───── TASK DATA ─────
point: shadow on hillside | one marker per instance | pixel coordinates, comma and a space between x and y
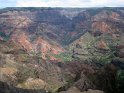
5, 88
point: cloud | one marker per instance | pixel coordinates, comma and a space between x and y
62, 3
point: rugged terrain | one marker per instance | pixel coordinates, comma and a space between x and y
61, 50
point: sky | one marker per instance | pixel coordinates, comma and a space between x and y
61, 3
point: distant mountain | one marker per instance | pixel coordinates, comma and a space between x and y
61, 50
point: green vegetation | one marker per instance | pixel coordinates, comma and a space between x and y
120, 81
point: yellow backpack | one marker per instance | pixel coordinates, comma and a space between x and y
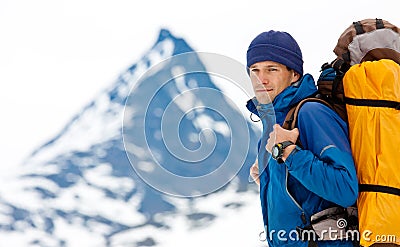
369, 52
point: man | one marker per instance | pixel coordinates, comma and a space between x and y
298, 181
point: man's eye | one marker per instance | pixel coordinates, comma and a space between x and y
254, 70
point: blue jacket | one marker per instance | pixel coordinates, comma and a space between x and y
316, 177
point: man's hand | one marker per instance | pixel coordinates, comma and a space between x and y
254, 172
279, 135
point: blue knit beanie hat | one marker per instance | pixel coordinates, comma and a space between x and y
278, 47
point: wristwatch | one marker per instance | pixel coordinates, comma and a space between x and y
277, 150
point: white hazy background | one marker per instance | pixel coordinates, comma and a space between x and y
57, 55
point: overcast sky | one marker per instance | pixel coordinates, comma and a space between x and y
57, 55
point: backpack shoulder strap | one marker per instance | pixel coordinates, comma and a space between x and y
290, 121
291, 118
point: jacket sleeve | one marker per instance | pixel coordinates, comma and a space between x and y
325, 165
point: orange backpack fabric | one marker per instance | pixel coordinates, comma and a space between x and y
374, 134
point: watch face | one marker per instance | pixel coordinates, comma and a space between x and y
275, 152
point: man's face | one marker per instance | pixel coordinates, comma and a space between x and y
269, 79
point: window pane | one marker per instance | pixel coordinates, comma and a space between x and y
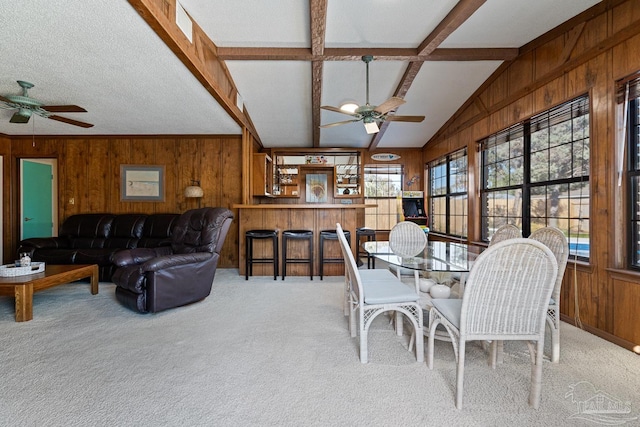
448, 197
382, 186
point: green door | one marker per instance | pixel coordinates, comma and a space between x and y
37, 199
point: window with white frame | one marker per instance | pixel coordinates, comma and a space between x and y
383, 187
448, 194
629, 98
536, 174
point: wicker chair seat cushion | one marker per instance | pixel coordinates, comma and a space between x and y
377, 275
450, 308
388, 292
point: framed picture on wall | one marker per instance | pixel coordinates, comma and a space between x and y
142, 183
316, 188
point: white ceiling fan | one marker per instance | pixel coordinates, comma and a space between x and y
27, 106
372, 115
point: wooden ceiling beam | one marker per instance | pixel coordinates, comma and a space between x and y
318, 24
460, 13
316, 100
456, 17
355, 54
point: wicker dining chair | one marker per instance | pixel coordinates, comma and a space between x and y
555, 240
506, 299
407, 239
504, 232
372, 297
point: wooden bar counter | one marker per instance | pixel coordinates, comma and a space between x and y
314, 217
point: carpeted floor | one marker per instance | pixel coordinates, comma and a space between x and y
277, 353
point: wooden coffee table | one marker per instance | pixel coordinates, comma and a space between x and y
23, 287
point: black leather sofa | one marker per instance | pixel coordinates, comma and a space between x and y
94, 238
149, 280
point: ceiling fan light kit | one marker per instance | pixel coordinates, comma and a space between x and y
369, 114
27, 106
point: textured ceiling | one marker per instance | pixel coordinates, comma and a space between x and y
104, 57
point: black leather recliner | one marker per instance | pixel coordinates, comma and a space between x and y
156, 279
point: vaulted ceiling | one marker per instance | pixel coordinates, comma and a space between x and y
287, 58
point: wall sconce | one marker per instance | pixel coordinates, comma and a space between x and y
412, 180
194, 191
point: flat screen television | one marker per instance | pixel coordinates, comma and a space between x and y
412, 208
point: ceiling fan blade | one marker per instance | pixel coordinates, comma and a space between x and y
339, 123
71, 121
390, 104
413, 119
338, 110
20, 118
63, 109
3, 99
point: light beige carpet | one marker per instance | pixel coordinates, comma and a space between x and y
277, 353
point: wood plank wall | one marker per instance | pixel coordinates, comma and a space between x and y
585, 55
89, 173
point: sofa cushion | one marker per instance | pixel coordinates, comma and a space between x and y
157, 230
128, 225
87, 225
54, 256
100, 256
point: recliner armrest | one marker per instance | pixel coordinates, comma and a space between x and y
138, 256
168, 261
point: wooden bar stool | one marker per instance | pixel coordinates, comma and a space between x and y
297, 235
252, 235
330, 235
368, 234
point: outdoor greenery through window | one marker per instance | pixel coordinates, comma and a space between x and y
382, 187
536, 174
448, 194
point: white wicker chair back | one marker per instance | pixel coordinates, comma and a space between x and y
407, 239
505, 232
555, 240
508, 290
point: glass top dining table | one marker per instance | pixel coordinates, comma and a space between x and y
436, 256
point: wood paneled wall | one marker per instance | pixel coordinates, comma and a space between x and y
585, 55
89, 173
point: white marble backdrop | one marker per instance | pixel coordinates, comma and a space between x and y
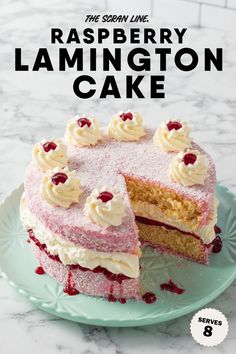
36, 105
─────
WHAT YOU SHOULD DO: Transcribe every entry exactly. Leave out the pictures.

COMPLETED EXERCISE:
point: shadow on hillside | one marker per instance | pixel coordinates, comma and a space between x and y
5, 88
point: cloud | one marker per instance | pixel coordinates, comma and a space between x and y
62, 3
point: rugged terrain | one marker per instance | pixel coordinates, comma and a space between x and y
61, 50
point: sky | one marker per instance | pixel coordinates, comma and a space between x and y
61, 3
point: distant mountain | one marker per instance | pixel coordinates, comma and a space between x and y
61, 50
point: green vegetation | one marker per instance | pixel coordinates, comma and a space between x and y
120, 81
point: yellow backpack | one marker per instance | pixel coordinates, comma and a space between x and y
369, 52
point: man | one marker per instance | pixel coordinates, comma and a space between x and y
298, 181
point: man's eye | one marker per instance | pixel coordinates, comma and a space between x and y
254, 70
point: blue jacket | one marker per instance | pixel coordinates, comma and a space between x and y
316, 177
point: man's hand | one marker per instance | pixel coordinates, comma and a space between x and y
254, 172
279, 135
point: blue knit beanie hat | one marker per instance | pixel coordinates, comma and a space between x and y
278, 47
point: wristwatch | one marker per instance | pixel coordinates, comma and a space between x and y
277, 150
point: white hazy background | one marker per instance | pixel coordinates, comma and a space between x and y
57, 55
point: overcast sky | one marker per instance | pixel coordinates, comma and a space between x and y
57, 55
point: backpack shoulder strap | one marker per instance | pixel coordinates, comma and a space between x and y
290, 121
291, 118
point: jacket sleeve | one marker per instance | pixel coordinates, comma and a space between x and y
325, 165
point: orange backpack fabric | one marker per instance | pixel coordinates, comma and a space between x and y
374, 134
point: watch face | one marker per instance | pixel coordinates, comma and a space between x and y
275, 152
point: man's face | one marker per instance | pixel coordinates, comma and a space between x and y
269, 79
point: window pane | one marker per instance | pixel coordinates, comma and a space between x and y
448, 197
382, 186
point: green door | one marker per instance | pixel coordinates, comma and a space between x and y
37, 199
point: window with white frame | one marker per instance | pixel coordinates, comma and a space between x and y
383, 187
448, 194
629, 98
536, 174
point: wicker chair seat cushion | one marker per instance | pixel coordinates, comma and a space between x and y
377, 275
450, 308
388, 292
point: framed picture on wall | one marker per instance | pixel coordinates, comma and a space between x and y
142, 183
316, 188
point: white ceiling fan | one marker per instance | pixel coordinates, comma and a space between x and y
27, 106
372, 115
point: wooden ceiling beam | one marker per instance | pixel coordinates, comma and a space between x and y
318, 24
460, 13
316, 100
456, 17
355, 54
point: wicker dining chair | one marker per instance | pixel coordinates, comma and a space between x and y
555, 240
506, 299
407, 239
504, 232
372, 297
point: wooden bar counter | one marker per instance | pixel coordinates, comma and a space between x and y
314, 217
point: carpeted floor | one marker per instance | pixel coordinates, comma and a space between x and y
277, 353
point: wooden coffee table | one marker per instance | pixel coordinates, comma and a space between x and y
23, 287
point: black leather sofa | one marker per instance | pixel coordinates, comma and a space between x and y
94, 238
149, 280
point: ceiling fan light kit | one marker per instance | pixel coordinates, comma and a space between x and y
369, 114
27, 106
point: textured ceiling | one marker per instance | pixel coordinates, comma and a space between x and y
104, 57
point: black leather recliner | one marker per instance | pixel coordinates, comma and a space between x and y
156, 279
point: vaulted ceiling | one marker per instance | pixel coordinates, comma and a space between x and y
287, 58
point: wall sconce | one marker per instance | pixel coordinates, comma and a space between x and y
412, 180
194, 191
point: flat screen television | one marker per instance | pixel coordinates, comma and a space between x and y
412, 208
point: ceiling fan blade | one marker per instance | pixel coordinates, comma and a space between x and y
339, 123
71, 121
390, 104
413, 119
338, 110
20, 118
63, 109
3, 99
point: light beige carpet | one marker per instance | pixel coordinates, comma and a space between x and y
277, 353
point: wood plank wall | one marker per instance | pixel coordinates, comma and a space between x and y
585, 55
89, 173
point: sofa cushion | one marker per instance | pixel coordinates, comma and a space between x and y
157, 230
128, 225
87, 225
54, 256
100, 256
point: recliner armrest | one marker per instance | pixel coordinates, comma and a space between x and y
138, 256
168, 261
point: wooden bar stool | one marker per instance | pixel coordinates, comma and a space between x and y
297, 235
252, 235
330, 235
368, 234
point: outdoor greenery through window | one marker per instance | pixel coordinates, comma and a space between x and y
382, 187
536, 174
448, 194
point: white wicker chair back | one marker per instance | pixel coordinates, comma and a space between x and y
407, 239
505, 232
555, 240
508, 290
point: glass top dining table | one marker per instance | pixel coordinates, comma and a space between x and y
436, 256
point: wood paneled wall | one marker per instance | pixel coordinates, comma and a space between x and y
585, 55
89, 173
point: white marble backdrop | one marker per instance | pixel coordinates, comma and a space between x and y
36, 105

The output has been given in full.